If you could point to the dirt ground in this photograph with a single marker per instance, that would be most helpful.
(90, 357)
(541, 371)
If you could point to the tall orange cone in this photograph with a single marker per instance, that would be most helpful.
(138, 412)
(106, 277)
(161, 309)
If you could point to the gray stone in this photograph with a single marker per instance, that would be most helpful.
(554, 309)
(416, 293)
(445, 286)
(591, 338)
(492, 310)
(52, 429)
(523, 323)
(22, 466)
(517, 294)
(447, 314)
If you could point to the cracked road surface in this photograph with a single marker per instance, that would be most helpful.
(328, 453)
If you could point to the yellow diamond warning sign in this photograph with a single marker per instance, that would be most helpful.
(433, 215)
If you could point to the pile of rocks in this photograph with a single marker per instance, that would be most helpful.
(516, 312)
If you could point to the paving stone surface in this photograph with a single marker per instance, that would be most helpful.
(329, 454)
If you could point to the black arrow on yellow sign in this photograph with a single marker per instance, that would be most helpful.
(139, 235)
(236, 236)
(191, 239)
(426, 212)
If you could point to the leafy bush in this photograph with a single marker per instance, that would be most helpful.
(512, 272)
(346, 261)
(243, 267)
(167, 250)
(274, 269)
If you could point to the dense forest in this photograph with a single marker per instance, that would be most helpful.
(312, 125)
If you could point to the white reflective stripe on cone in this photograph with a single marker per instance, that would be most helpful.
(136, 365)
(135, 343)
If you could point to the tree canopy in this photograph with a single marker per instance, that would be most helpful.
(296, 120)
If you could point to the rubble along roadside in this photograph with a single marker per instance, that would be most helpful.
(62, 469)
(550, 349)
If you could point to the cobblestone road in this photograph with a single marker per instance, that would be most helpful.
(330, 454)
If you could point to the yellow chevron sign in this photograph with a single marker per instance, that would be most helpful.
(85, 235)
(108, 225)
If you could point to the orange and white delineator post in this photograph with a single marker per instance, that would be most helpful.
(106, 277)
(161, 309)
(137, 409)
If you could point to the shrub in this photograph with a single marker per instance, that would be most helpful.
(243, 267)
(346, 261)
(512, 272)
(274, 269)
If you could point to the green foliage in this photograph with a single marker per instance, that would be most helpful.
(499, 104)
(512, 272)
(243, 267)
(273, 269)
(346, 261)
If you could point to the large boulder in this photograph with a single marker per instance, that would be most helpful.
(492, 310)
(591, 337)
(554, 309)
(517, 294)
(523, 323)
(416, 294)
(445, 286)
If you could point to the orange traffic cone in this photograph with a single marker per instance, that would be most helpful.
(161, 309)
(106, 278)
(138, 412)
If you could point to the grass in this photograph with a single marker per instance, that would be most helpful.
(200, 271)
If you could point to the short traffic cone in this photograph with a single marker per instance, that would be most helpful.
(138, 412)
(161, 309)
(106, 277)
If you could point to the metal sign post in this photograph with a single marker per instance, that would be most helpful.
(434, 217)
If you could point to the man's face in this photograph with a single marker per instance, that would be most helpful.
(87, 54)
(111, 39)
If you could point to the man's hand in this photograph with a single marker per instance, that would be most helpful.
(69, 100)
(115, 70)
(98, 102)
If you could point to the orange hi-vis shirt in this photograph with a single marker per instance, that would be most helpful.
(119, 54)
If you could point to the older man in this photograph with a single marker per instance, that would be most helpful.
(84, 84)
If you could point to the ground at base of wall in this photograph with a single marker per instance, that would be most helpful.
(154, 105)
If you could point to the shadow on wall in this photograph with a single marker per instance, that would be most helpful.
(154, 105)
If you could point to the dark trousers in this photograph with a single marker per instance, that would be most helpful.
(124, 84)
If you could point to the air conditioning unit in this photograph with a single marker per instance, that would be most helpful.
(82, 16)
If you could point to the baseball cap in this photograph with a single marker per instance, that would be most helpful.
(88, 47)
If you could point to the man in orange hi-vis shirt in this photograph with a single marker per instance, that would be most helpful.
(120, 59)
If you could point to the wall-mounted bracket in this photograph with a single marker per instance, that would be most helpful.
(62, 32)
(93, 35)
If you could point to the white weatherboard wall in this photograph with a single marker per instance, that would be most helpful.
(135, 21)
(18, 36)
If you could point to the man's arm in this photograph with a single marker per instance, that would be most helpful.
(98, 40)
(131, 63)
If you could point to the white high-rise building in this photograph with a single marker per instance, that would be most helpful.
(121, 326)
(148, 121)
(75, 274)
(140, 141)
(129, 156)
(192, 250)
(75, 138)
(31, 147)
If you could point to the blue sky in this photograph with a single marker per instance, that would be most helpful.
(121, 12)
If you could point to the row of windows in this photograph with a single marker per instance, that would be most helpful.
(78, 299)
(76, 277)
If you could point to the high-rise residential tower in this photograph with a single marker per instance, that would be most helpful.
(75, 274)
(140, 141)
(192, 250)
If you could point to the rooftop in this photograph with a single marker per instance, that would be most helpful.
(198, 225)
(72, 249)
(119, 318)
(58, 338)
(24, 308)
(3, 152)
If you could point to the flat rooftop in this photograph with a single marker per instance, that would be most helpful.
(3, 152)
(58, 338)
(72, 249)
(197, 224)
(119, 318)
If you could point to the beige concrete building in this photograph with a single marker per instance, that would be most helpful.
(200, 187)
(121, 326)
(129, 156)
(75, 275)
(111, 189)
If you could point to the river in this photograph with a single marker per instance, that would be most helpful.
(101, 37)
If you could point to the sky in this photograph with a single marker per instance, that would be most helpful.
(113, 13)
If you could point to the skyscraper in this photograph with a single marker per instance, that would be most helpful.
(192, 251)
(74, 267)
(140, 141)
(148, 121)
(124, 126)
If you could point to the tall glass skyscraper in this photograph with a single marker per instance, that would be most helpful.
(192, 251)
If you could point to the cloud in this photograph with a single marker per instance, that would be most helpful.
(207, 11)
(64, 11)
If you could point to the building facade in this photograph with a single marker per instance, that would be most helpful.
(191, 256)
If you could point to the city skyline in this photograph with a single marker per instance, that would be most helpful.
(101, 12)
※
From the data above, extract every line in its exact form.

ANSWER IN FULL
If you could point to the dirt ground in this photograph with a single marker per instance, that would be most helpful.
(90, 357)
(541, 371)
If you could point to the tall orange cone in this photograph with a single marker per instance, that would be most helpful.
(138, 412)
(106, 277)
(161, 309)
If you could point to the gray stone in this photograph with a single marker per instance, that would be most helpful.
(554, 309)
(416, 293)
(445, 286)
(591, 338)
(492, 310)
(52, 429)
(523, 323)
(22, 466)
(517, 294)
(447, 314)
If you could point to the cracked road surface in this photograph with a single marker per instance, that would be most helpful.
(328, 453)
If you could point to the yellow diamond warning sign in this photograph with a single marker per instance, that would be most helpful.
(433, 215)
If you could point to the pile of rocks in this photograph with a single marker per instance, that would be most helpful.
(516, 312)
If you could point to the paving stone surface in this photograph with a single marker per instance, that would be most helpful.
(329, 454)
If you could point to the black arrow on yellow sign in this photograph with a single marker per instance, that would be most helpful.
(139, 235)
(236, 236)
(191, 239)
(426, 212)
If you could point to the leafy bush in this photograph with a single marker per instance, that would be most helpful.
(512, 272)
(346, 261)
(243, 267)
(167, 250)
(274, 269)
If you could point to the dense forest in this photograph with a single marker per instance, that would be most helpful.
(312, 125)
If you could point to the white reflective stripe on cone in this photograph with a single marker per instance, that would be most helpful.
(136, 365)
(135, 343)
If you could point to the tree canopy in this photograph with a single marker per instance, that would be most helpful.
(296, 120)
If you could point to the rubble along roadside in this photograph with a single marker per instance, that would be most helpful.
(62, 469)
(550, 349)
If you could point to the cobblestone road in this photograph with a single marker per instance, that would be most helpful.
(330, 454)
If you could point to the yellow chevron sign in this photograph with a single marker per instance, that would be most helpful.
(85, 235)
(108, 225)
If you could point to the orange and white delineator post in this photograph with a single marker per instance, that would be most helpful.
(106, 277)
(161, 309)
(137, 409)
If you could point to the shrub in this photograph with a single marker per instance, that would be most helpful.
(243, 267)
(346, 261)
(512, 272)
(274, 269)
If you could point to the green foliage in this photograph with a single marker per instance, that would be most helpful.
(499, 104)
(512, 272)
(243, 267)
(273, 269)
(346, 261)
If you could point to the large boulder in this photograph with a single marker per instance, that would be most helpful.
(492, 310)
(591, 337)
(554, 309)
(517, 294)
(523, 323)
(416, 294)
(445, 286)
If you could point to the orange traffic cone in this photograph with a single marker per instance, that would be most helpful.
(161, 309)
(106, 278)
(138, 412)
If you could point to the grass in this photograph with a single marker per instance, that would be most helpful.
(200, 271)
If you could point to the short traffic cone in this photograph with a single marker per instance, that would be most helpful.
(138, 412)
(161, 309)
(106, 277)
If you could point to the metal sign post in this photograph with a single marker per instance, that would be most helpful.
(434, 217)
If you could point to the man's face in this photograph with a single marker per instance, that would be most helpful.
(87, 54)
(111, 39)
If you could point to the man's hand in this photograph with a single marker per instance, that would be most helpful.
(69, 100)
(115, 70)
(98, 102)
If you could point to the orange hi-vis shirt in this photograph with a single marker per instance, that would be most helpful.
(119, 54)
If you could point to the older man in this photograph with a single marker per instance, that would be most helpful.
(84, 84)
If you could point to the ground at base of wall in this photograph with a single marker per instance, that would be most helpful.
(154, 105)
If you could point to the shadow on wall in this photograph with a single marker per instance, that would be most helpful.
(154, 105)
If you could point to the dark trousers in this photograph with a single marker per instance, that would be most helpful.
(124, 84)
If you could point to the air conditioning unit in this photograph with a single marker per instance, that would be most helpful.
(82, 16)
If you could point to the baseball cap in this photograph with a single marker per instance, that would be most helpful.
(88, 47)
If you could point to the man in orange hi-vis shirt in this photograph with a single marker per instance, that would be most helpful.
(120, 59)
If you could point to the wall-mounted bracket in this photograph with a single marker per instance, that would be most helpful.
(62, 32)
(93, 35)
If you could point to the white weatherboard wall in this photograph with a single marker per instance, that would be most helpful.
(135, 21)
(18, 36)
If you could point to the man's arm in this photograph with a single marker per instance, that would be most helpful.
(98, 40)
(131, 63)
If you could point to the white high-rise building in this photograph with a single marker per instance, that would be most helpful.
(121, 326)
(148, 121)
(75, 274)
(140, 141)
(129, 156)
(192, 250)
(75, 138)
(31, 147)
If you could point to the blue sky in this photograph with a single marker per instance, that would be most helpful.
(121, 12)
If you could point to the row of windows in this photograph with a single marker per instance, that would be most helpful.
(78, 299)
(76, 277)
If you could point to the high-rise residential tower in this photograph with a single marker per instance, that would be most helpful.
(75, 274)
(140, 141)
(192, 250)
If you could point to the rooftop in this photograph with a single marker per instance, that would be most helpful.
(198, 225)
(72, 249)
(119, 318)
(58, 338)
(24, 308)
(3, 152)
If you could point to the flat rooftop in this photograph with a single marker per instance, that would be most helpful.
(3, 152)
(58, 338)
(72, 249)
(197, 224)
(119, 318)
If you could point to the beige concrete building in this photograph with a single marker per instance, that would be most helpful.
(200, 187)
(121, 326)
(129, 156)
(75, 275)
(111, 189)
If you could point to the river in this photograph with a single marker per instance, that would be most helpful.
(101, 37)
If you could point to the sky in this photograph with a single marker per instance, that would be most helpful.
(113, 13)
If you could point to the skyscraper in this photograph with a single marker per instance, that would be most helpful.
(192, 251)
(74, 267)
(140, 141)
(148, 121)
(124, 126)
If you could point to the tall glass skyscraper in this photograph with a single marker per instance, that would be most helpful.
(192, 251)
If you could point to the cloud in this photograph with a single marker per instance, that would be most helpful.
(207, 11)
(64, 11)
If you could point to the building facade in this photograph with a single marker per instance, that would be most helpful.
(191, 256)
If you could point to the city skyline in this photograph with a single marker per instance, that would be most helpful.
(101, 12)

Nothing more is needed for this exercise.